* _Texte fourni_:
###
Pour quelqu’un qui, comme moi, a un grand besoin d’approbation cela peut être très dur à vivre. Cela demande d’avoir la conscience de ses lacunes et la volonté de remédier à certaines ou de déléguer à d’autres ce qu’on ne fait pas bien si ces lacunes sont pour le moment trop profondes. Attention, l’idée n’étant pas de devenir parfait mais juste d’avoir l’envie de continuer à apprendre, à être un apprenant, pour faire au mieux son métier tout en gardant une vie personnelle.
Mais tout ça, je le savais déjà. Ce qui m’a le plus surprise, c’est de constater que le conflit est non seulement intrinsèque aux communautés de personnes mais que, bien géré, il est utile. A ce titre, il ne faut pas l’éviter mais l’accueillir.
###
* _Données_:
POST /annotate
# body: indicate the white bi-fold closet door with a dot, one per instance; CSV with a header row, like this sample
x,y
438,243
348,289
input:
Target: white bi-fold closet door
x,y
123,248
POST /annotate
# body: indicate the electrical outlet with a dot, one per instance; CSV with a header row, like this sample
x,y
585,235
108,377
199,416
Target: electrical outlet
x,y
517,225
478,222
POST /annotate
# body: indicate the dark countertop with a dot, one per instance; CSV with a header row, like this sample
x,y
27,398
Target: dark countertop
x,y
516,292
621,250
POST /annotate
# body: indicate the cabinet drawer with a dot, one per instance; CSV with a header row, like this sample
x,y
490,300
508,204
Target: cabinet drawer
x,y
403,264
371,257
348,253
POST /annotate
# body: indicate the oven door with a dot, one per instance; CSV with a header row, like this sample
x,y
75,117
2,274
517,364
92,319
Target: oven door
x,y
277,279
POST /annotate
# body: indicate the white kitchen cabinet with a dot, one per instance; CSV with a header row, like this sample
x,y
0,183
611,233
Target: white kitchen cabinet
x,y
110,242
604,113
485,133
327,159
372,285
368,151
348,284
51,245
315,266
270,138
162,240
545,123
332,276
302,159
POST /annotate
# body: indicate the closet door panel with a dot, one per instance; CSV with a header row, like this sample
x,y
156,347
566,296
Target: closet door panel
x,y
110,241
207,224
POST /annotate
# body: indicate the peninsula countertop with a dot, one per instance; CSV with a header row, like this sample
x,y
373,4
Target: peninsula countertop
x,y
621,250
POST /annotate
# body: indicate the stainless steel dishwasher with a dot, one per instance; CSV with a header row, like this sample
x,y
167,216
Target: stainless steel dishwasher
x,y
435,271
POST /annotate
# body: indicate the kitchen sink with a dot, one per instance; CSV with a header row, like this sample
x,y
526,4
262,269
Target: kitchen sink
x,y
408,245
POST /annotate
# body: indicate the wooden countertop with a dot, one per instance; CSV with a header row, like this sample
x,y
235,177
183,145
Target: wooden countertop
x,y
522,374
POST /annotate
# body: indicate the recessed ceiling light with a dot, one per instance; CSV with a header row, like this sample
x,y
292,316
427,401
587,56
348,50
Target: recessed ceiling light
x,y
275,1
###
Reproduisez à l’identique le passage du texte fourni qui s’ouvre sur les mots contenant « Mais tout ça, je » et se ferme sur « l’éviter mais l’accueillir. ».

* _Réponse_:
Mais tout ça, je le savais déjà. Ce qui m’a le plus surprise, c’est de constater que le conflit est non seulement intrinsèque aux communautés de personnes mais que, bien géré, il est utile. A ce titre, il ne faut pas l’éviter mais l’accueillir.